[Stored data entries]

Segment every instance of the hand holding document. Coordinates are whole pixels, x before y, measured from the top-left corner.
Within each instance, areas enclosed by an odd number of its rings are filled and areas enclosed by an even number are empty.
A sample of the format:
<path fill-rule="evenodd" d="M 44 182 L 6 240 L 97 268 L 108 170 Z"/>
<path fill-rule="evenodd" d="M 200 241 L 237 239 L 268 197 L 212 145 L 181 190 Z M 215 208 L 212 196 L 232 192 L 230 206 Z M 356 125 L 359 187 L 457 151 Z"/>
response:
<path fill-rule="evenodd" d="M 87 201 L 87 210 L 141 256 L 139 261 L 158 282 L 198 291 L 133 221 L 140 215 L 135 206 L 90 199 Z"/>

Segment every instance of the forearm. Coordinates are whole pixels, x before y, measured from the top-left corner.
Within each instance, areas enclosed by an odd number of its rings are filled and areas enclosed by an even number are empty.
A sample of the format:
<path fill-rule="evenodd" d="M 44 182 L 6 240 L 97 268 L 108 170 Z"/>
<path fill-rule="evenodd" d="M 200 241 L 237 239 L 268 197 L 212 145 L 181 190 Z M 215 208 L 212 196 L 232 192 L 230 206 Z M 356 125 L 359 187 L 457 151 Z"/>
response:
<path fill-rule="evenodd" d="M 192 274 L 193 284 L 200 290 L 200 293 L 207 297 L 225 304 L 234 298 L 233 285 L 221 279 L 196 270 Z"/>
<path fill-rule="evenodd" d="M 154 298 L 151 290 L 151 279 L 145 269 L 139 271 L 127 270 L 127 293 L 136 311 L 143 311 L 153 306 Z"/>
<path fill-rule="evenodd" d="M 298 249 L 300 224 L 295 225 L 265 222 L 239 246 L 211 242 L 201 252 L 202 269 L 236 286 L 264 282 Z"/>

> What is being asked
Wherever the string "left" appears in a line of the records, copy that line.

> Finished task
Segment every instance of the hand holding document. Coordinates are whole pixels, x before y, measured from the top-left corner.
Segment every instance of the forearm. Coordinates are whole pixels, x before y, measured from the top-left corner.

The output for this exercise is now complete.